_WORK TO COMPLETE_.
Put the listing lines into a Markdown table with columns headed "No." and "Text", numbering each row and leaving out blank lines. Begin at the line that contains "Each <instance> may", stop after the line that contains "box: [577, 183, 585, 199]", and include nothing beyond those lines.

_EXCERPTED DATA_.
■ ■ ■ ■ ■

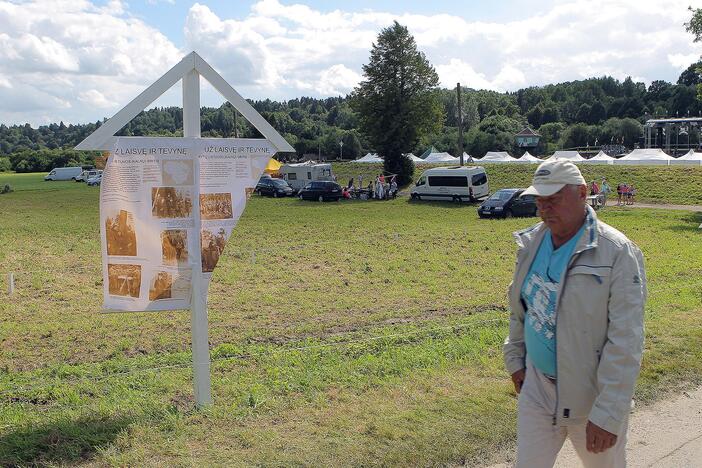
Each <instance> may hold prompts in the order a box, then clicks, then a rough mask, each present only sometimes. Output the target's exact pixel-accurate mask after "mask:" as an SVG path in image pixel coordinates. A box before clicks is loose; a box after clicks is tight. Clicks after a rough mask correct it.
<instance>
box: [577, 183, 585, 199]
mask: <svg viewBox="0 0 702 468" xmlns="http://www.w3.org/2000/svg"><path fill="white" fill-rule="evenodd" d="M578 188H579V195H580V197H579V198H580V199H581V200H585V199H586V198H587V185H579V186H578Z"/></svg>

■ ■ ■ ■ ■

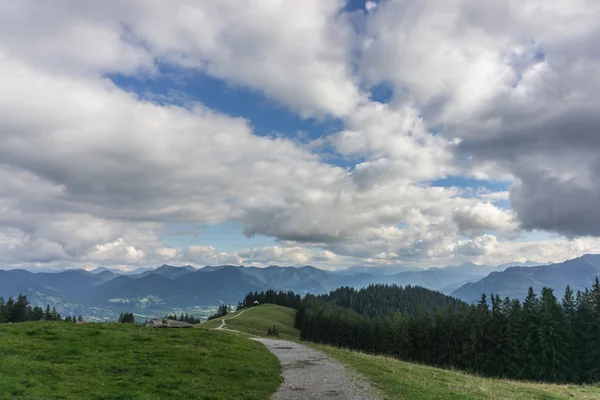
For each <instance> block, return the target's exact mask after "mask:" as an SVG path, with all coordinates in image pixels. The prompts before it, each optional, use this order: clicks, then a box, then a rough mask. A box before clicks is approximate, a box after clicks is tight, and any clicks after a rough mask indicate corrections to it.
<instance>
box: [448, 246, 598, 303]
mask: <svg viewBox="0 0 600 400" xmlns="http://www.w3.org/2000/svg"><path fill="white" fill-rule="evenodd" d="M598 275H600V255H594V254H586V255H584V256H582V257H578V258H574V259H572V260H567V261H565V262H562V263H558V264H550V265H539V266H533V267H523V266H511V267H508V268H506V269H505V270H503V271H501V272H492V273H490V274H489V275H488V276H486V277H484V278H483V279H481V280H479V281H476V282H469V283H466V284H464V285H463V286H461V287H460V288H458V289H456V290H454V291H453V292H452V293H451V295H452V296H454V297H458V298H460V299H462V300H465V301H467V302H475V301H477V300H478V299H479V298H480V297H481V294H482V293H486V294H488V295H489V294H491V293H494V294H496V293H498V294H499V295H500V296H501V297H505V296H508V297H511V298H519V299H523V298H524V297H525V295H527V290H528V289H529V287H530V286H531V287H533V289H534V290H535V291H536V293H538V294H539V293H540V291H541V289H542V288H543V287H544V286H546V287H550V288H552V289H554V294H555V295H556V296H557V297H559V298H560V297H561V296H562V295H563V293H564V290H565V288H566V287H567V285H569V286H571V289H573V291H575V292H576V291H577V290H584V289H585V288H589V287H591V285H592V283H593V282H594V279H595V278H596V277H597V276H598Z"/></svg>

■ ■ ■ ■ ■

_OUTPUT_.
| No. | Text |
|---|---|
| 1 | Each <instance> may hold prompts in the order a box, then clicks, then a rough mask, each present only sometimes. Output the target's exact pixel-accurate mask after "mask:" as an SVG path in image pixel coordinates. A box before clicks is loose; a box after clicks is tight. Clicks after a rough mask correct it. |
| 2 | <instance> |
| 3 | box: [577, 183, 585, 199] |